**Task directions:** Copy exactly the lines from the one containing "Would you be able to locate the gap" through the last line of the records, both included, and nothing more.

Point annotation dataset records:
↓↓↓
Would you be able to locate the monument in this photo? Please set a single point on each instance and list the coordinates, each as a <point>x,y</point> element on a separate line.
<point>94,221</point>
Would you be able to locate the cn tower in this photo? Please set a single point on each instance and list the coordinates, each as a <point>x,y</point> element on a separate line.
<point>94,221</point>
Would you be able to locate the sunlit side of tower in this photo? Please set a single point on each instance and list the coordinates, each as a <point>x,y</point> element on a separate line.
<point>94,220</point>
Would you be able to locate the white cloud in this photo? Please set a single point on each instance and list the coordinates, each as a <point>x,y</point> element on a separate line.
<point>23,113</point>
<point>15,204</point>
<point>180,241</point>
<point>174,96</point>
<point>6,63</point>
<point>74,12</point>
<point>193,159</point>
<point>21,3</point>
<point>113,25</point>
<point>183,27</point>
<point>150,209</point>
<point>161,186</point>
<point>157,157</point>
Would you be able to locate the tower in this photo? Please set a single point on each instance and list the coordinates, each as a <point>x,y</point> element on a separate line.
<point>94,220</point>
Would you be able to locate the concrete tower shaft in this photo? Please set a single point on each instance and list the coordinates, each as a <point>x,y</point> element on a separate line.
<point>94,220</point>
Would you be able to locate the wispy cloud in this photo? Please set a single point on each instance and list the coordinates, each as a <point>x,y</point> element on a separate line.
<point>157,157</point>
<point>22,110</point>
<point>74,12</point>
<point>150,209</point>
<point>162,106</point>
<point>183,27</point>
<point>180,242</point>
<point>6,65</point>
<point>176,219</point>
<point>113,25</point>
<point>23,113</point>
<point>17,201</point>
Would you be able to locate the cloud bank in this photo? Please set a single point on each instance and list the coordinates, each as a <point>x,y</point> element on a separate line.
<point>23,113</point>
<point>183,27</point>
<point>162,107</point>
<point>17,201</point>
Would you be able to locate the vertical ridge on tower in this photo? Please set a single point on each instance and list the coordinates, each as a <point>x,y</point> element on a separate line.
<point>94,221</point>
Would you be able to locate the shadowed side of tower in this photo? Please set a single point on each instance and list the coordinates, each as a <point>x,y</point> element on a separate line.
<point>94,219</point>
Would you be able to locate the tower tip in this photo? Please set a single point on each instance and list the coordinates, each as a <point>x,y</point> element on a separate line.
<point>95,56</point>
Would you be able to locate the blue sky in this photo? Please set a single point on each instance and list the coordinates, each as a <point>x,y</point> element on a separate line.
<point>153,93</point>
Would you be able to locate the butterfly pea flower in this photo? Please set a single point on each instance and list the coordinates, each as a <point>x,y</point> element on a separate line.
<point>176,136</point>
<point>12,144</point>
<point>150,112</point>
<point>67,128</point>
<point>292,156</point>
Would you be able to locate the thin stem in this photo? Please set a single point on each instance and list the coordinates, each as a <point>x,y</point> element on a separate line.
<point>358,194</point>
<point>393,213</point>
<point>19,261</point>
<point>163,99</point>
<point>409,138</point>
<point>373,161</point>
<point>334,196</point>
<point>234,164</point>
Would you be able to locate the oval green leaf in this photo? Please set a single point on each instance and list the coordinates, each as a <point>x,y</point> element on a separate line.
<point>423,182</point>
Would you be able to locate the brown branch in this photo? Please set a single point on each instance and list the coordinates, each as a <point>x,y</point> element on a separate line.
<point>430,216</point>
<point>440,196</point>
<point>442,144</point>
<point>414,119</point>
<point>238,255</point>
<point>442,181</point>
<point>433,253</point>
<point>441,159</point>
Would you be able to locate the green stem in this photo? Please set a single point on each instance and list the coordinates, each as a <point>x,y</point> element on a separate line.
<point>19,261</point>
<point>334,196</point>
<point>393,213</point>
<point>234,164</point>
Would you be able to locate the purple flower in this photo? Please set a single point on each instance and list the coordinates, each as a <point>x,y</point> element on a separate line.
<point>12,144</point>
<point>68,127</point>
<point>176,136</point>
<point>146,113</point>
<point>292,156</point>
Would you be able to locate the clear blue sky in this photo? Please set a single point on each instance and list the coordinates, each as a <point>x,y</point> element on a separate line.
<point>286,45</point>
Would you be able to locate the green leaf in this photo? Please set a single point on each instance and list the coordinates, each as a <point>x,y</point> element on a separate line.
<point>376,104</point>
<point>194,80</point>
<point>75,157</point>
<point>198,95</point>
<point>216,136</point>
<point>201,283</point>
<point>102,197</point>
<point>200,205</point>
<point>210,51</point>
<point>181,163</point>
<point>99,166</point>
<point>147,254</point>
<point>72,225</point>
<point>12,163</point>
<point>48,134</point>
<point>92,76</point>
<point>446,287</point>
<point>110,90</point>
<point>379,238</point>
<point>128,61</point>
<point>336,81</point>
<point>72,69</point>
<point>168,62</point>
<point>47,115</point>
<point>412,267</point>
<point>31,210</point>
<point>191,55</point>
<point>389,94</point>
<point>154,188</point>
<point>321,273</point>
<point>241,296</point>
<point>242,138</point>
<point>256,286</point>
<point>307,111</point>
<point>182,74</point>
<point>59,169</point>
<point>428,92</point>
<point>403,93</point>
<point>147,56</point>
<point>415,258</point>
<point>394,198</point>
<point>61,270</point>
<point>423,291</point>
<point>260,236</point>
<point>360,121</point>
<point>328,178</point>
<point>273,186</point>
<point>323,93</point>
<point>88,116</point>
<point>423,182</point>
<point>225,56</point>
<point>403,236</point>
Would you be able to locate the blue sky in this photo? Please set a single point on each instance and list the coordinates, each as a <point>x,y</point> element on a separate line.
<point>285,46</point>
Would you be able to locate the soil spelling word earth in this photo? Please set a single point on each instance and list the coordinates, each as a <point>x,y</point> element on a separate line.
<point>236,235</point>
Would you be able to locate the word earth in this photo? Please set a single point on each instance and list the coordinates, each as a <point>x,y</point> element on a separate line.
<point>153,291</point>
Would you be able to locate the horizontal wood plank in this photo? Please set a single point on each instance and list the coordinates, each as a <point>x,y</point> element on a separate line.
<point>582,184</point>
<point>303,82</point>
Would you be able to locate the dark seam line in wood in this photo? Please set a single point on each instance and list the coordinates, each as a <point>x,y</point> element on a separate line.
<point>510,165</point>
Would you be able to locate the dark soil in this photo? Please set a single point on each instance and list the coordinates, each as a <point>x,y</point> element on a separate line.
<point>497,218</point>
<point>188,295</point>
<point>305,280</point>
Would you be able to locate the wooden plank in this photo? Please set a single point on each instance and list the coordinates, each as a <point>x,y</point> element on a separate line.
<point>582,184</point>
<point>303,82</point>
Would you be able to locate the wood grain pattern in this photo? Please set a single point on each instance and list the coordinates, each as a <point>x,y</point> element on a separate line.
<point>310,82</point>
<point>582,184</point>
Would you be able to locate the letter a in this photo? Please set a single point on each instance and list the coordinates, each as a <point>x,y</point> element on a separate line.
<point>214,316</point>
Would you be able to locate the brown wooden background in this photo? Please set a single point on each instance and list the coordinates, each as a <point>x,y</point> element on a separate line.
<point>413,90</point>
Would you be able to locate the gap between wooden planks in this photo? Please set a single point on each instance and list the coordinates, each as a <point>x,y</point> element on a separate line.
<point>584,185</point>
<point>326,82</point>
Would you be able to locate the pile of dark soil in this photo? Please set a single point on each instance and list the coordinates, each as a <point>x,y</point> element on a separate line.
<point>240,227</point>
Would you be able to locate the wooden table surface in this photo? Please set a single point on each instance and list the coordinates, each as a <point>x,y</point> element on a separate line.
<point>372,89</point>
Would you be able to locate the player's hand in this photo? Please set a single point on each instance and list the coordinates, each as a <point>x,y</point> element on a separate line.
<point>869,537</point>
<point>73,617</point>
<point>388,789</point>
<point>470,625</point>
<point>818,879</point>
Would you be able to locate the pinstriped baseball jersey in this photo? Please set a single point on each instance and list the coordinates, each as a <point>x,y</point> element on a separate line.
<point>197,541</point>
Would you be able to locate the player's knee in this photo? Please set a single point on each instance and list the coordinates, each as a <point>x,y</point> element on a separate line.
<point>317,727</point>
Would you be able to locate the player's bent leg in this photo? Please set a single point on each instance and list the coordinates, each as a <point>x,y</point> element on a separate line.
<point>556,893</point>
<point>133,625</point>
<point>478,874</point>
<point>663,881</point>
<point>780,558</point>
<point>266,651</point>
↑↑↑
**Result of this exercise:**
Would you be able to locate the gap between wooden planks in this photo? Please set a single point on each instance and list the coordinates, each as a <point>x,y</point> element on a separate line.
<point>584,185</point>
<point>326,82</point>
Would you be able to locate the pile of dark soil in this photo? Please set a single point on each instance and list the coordinates, each as a <point>x,y</point> element on a separate line.
<point>240,227</point>
Would you be able to locate the wooden table surface in this photo? Please set a single point on each instance and list the coordinates, each as a <point>x,y</point> element on a separate line.
<point>372,89</point>
Would you be able to locate the player's hand in this photo? Please set a single point on each instance and list the coordinates, each as a <point>x,y</point> element on a separate line.
<point>869,537</point>
<point>73,617</point>
<point>388,789</point>
<point>470,625</point>
<point>818,879</point>
Would you be able to locate the pinstriped baseball jersey in this photo? Please set a single point on each instance and list the coordinates, each as a <point>x,y</point> element on a separate line.
<point>197,541</point>
Would you be able to locate the player's knee in this photo? Please set a single point on each instance and list the coordinates, each as a <point>x,y</point> element on a separate line.
<point>317,727</point>
Would you be able to locate the player's bent leg in this photo? Please set a single point on each instance and list the coordinates, each as a <point>x,y</point> element on a separate line.
<point>556,893</point>
<point>133,625</point>
<point>478,874</point>
<point>663,881</point>
<point>780,558</point>
<point>266,651</point>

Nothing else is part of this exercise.